About this task: Output every line below without omitting or altering anything.

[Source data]
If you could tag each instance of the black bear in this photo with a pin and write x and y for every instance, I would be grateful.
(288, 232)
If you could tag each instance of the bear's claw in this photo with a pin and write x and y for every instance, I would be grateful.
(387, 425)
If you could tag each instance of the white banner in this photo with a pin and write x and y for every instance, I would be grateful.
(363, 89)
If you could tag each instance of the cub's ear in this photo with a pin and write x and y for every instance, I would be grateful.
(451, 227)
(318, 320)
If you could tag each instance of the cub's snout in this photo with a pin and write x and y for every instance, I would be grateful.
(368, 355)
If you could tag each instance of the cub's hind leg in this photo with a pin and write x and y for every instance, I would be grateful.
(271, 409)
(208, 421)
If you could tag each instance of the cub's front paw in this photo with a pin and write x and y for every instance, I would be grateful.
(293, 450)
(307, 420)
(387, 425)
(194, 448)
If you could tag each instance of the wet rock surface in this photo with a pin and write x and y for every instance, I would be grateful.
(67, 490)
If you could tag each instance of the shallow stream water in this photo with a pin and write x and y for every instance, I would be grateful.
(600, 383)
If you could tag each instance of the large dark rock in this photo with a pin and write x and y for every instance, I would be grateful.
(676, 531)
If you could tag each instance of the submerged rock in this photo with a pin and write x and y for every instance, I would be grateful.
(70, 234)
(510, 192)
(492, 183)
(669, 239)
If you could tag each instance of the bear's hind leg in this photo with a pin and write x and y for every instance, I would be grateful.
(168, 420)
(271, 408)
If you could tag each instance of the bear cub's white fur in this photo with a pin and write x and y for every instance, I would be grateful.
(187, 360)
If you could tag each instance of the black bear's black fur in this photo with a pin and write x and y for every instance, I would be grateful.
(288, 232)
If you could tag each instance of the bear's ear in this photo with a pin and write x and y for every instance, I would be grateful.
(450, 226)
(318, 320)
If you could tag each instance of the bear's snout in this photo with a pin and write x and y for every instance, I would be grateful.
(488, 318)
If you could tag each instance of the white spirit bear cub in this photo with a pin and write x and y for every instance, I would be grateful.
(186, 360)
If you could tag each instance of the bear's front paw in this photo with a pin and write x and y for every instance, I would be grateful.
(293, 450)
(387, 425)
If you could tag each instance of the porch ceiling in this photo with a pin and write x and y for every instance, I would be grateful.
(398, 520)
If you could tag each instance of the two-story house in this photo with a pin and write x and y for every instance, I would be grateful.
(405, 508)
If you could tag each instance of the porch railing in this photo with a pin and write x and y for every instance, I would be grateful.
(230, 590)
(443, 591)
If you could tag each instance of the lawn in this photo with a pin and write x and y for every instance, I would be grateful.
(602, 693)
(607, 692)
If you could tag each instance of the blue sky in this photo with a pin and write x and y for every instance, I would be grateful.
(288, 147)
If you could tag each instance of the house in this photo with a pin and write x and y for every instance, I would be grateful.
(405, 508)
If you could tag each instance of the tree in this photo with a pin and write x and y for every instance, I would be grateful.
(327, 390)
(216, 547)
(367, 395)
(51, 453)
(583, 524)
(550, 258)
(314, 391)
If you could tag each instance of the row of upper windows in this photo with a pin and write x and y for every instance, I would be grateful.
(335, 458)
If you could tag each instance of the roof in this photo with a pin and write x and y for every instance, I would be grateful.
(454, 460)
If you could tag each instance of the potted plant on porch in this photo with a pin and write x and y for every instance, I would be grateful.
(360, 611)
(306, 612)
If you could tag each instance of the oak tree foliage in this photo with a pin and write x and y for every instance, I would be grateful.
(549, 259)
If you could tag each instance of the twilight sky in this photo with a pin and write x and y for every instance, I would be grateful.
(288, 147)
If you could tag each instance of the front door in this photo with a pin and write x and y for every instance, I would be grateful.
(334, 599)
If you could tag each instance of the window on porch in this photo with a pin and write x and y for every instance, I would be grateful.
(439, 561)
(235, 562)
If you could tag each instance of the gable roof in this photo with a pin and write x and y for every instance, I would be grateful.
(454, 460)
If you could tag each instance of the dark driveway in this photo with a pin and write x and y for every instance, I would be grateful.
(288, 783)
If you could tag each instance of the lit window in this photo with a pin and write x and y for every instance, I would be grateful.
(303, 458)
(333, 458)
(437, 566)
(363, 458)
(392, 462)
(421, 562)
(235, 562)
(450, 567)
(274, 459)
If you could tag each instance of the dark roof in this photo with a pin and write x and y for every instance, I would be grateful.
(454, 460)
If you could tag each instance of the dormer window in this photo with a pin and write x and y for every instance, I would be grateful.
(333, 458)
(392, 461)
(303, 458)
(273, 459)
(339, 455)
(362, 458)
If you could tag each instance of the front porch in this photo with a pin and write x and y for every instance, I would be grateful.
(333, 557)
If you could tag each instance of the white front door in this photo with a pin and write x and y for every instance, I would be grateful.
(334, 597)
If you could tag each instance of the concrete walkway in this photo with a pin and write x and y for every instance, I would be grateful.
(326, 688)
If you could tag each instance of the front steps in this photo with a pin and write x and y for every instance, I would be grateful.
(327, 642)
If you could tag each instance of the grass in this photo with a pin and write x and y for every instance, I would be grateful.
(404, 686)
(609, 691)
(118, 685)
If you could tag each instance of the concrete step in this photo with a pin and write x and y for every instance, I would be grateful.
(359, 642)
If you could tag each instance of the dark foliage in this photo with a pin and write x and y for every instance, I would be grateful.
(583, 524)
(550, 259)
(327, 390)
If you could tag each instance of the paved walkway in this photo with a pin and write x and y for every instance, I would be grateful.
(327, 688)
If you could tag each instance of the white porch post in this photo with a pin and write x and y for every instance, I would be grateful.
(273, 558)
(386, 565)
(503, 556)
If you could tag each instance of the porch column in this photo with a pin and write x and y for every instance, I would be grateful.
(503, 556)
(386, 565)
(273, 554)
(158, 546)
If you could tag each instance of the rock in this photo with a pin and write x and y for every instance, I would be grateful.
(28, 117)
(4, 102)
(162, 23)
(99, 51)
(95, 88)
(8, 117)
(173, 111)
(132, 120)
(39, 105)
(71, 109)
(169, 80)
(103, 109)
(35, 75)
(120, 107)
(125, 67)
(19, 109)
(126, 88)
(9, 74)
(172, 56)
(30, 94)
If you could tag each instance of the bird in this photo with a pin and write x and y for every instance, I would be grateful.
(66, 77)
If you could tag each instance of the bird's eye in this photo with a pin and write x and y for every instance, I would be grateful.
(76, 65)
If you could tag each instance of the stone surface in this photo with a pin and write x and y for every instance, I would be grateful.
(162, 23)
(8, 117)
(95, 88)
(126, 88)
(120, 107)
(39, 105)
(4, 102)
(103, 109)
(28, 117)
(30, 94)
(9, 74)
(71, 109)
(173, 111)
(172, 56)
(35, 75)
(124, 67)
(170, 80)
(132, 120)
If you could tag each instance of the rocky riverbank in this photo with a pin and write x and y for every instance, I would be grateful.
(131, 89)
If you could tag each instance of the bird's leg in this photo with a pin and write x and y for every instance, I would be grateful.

Output of the task:
If you could tag each instance of the black bear in this photo with a pin and write x and y for every instance, I would be grateful.
(288, 232)
If you could tag each instance of the bear's claw in this photo with a pin and write x and y for every instance, I would be grateful.
(387, 425)
If you could tag each instance of the white banner in this photo with a pin and write x and y for every instance, I would be grateful.
(363, 89)
If you could tag each instance of the cub's ear in this photo with a pin and write x and y for every instance, I would be grateful.
(451, 227)
(318, 320)
If you could tag each instance of the cub's snout in this photo with a pin and write x and y for every instance, I would be grateful.
(368, 355)
If you could tag each instance of the cub's hind leg in this photo with a pin and write x and y for every instance, I would be grateful.
(271, 409)
(208, 421)
If you could tag each instance of the cub's front paw in this photo with a pin and write x and y for every instance, I would be grateful.
(293, 450)
(307, 420)
(387, 425)
(194, 448)
If you could tag each instance of the wet rock surface in this photo with a pin and write x and y for every instance, I would be grateful.
(67, 490)
If you could tag each instance of the shallow stream water in this photo with a pin and write x and y for every instance, I would be grateful.
(600, 383)
If you could tag each instance of the large dark rock in this photo with a pin and write x and y for every instance, I would be grateful.
(676, 531)
If you could tag each instance of the submerged rock in this photo with a pin and write x and y for every instance, I would be grateful.
(70, 234)
(510, 192)
(492, 183)
(669, 239)
If you could tag each instance of the bear's hind leg in this photo with a pin and write x and y for every instance, I would be grateful.
(168, 420)
(271, 408)
If you could tag each instance of the bear cub's white fur in this photo with a pin and write x and y for every instance, I would be grateful.
(187, 360)
If you could tag each instance of the black bear's black fur in this photo with a pin and write x and y for every instance, I would be grateful.
(288, 232)
If you could tag each instance of the bear's ear in this photo with a pin and write x and y for every instance, I would be grateful.
(450, 226)
(318, 320)
If you could tag each instance of the bear's snout in this photo with a pin and write x and y for every instance, I would be grateful.
(488, 318)
If you could tag each instance of the white spirit bear cub in this photo with a pin and write x and y for every instance, I would be grateful.
(186, 360)
If you could tag each instance of the bear's front paw in this photo with a pin and write x and y for every instance, I would be grateful.
(293, 450)
(387, 425)
If you could tag each instance of the porch ceiling in this photo with a pin and write x and y for every instance, I would be grateful.
(398, 520)
If you could tag each instance of the two-story house in this photo with a pin and write x and y for every instance, I would be grateful.
(405, 508)
If you could tag each instance of the porch railing in this photo with a pin and write x and y for every instance, I would be grateful.
(230, 590)
(443, 591)
If you could tag each instance of the lawn in this photo with a pin and write x and y for every instance, I would be grateful.
(602, 693)
(607, 692)
If you could tag each instance of the blue sky in this photo with a pin and write x and y for every instance, I would be grateful.
(288, 147)
If you could tag each instance of the house in this photo with a pin and write x and y for every instance, I would be grateful.
(405, 508)
If you could tag each instance of the tree in this photo with a pin and write x and y for every instance, I would be grateful.
(327, 390)
(216, 547)
(367, 395)
(51, 453)
(583, 524)
(550, 258)
(314, 391)
If you could tag each instance of the row of upper windows in this photo with a pin and write x and y for every instance, I would be grateful.
(335, 458)
If you could tag each instance of the roof in this photo with a pin and write x and y for every instance, I would be grateful.
(454, 460)
If you could tag each instance of the potted plant on porch in this photo with a pin and write x and y for every instance, I would be grateful.
(360, 611)
(306, 612)
If you could tag each instance of the oak tree foliage in this photo with a pin and write x and y for every instance, I would be grateful.
(549, 259)
If you could tag each instance of the twilight sky in this photo with a pin and write x and y for every instance, I would be grateful.
(288, 147)
If you could tag each instance of the front door in this photo with a pin and write x and y for every instance, I would be grateful.
(334, 599)
If you could tag each instance of the window on porch in this photo with a pin and write x and y for every instance, I would be grateful.
(439, 561)
(235, 562)
If you could tag each instance of the gable roof in this photo with a pin and write x and y for every instance, I would be grateful.
(454, 460)
If you could tag each instance of the dark driveway in this photo with a pin and write x and y for every instance, I would be grateful.
(288, 783)
If you could tag each instance of the lit window in this photo with a pin and write x and y for every instance, I would be grateful.
(303, 458)
(333, 458)
(437, 566)
(363, 458)
(392, 462)
(421, 562)
(235, 562)
(450, 567)
(274, 459)
If you could tag each instance of the dark roof in this photo with a pin and write x and y for every instance, I would be grateful.
(454, 460)
If you could tag each instance of the dormer window in this photo with a pin and write x and y for every instance, I would be grateful.
(333, 458)
(392, 461)
(303, 458)
(273, 459)
(339, 455)
(362, 458)
If you could tag each instance of the front porch in this photo with a pin and write x and y for every instance, I would be grateful.
(333, 557)
If you could tag each instance of the white front door in this photo with a pin and write x and y for every instance, I would be grateful.
(334, 597)
If you could tag each instance of the concrete walkway in this photo with a pin and write x and y for every instance, I would be grateful.
(326, 688)
If you could tag each instance of the front steps in this photo with a pin and write x and y for every instance, I would be grateful.
(327, 642)
If you could tag each instance of the grass in this photo with a pin and write x and y for every instance, I would be grateful.
(404, 686)
(609, 691)
(118, 685)
If you could tag each instance of the concrete step in this photo with a pin and write x and y for every instance, I would be grateful.
(359, 642)
If you could tag each instance of the dark foliage in this photo with a pin and write x and y for every instance, I would be grateful.
(583, 524)
(550, 259)
(327, 390)
If you could tag each instance of the paved walkway in this photo with a pin and write x and y for every instance, I would be grateful.
(327, 688)
If you could tag each instance of the white porch post in this photo with a pin and write x and y for every instance, I would be grateful.
(273, 558)
(386, 565)
(503, 556)
If you could tag each instance of the porch column in this photo with a pin and write x and y for every instance, I would be grateful.
(503, 556)
(386, 565)
(273, 554)
(158, 546)
If you could tag each instance of the rock in this photo with a pin and write x and y for every instance, I would be grateful.
(28, 117)
(4, 102)
(162, 23)
(99, 51)
(95, 88)
(8, 117)
(173, 111)
(132, 120)
(39, 105)
(71, 109)
(169, 80)
(103, 109)
(35, 75)
(120, 107)
(125, 67)
(19, 109)
(126, 88)
(9, 74)
(172, 56)
(30, 94)
If you could tag each instance of the bird in this photo with a pin and write x and y for every instance, I would be grateful.
(66, 77)
If you could tag each instance of the bird's eye in this photo with a pin and write x and y for every instance, I would be grateful.
(76, 65)
If you could tag each instance of the stone surface in this photo with a pin and write x and y for every instance, I would be grateful.
(162, 23)
(8, 117)
(95, 88)
(126, 88)
(120, 107)
(39, 105)
(4, 102)
(103, 109)
(28, 117)
(30, 94)
(9, 74)
(71, 109)
(173, 111)
(172, 56)
(35, 75)
(124, 67)
(170, 80)
(132, 120)
If you could tag each instance of the rocky riverbank in this photo with a pin and write x and y for every instance, I would be grateful.
(131, 89)
If you could tag each instance of the bird's leg in this photo with a pin and write x and y for every instance, I would be grateful.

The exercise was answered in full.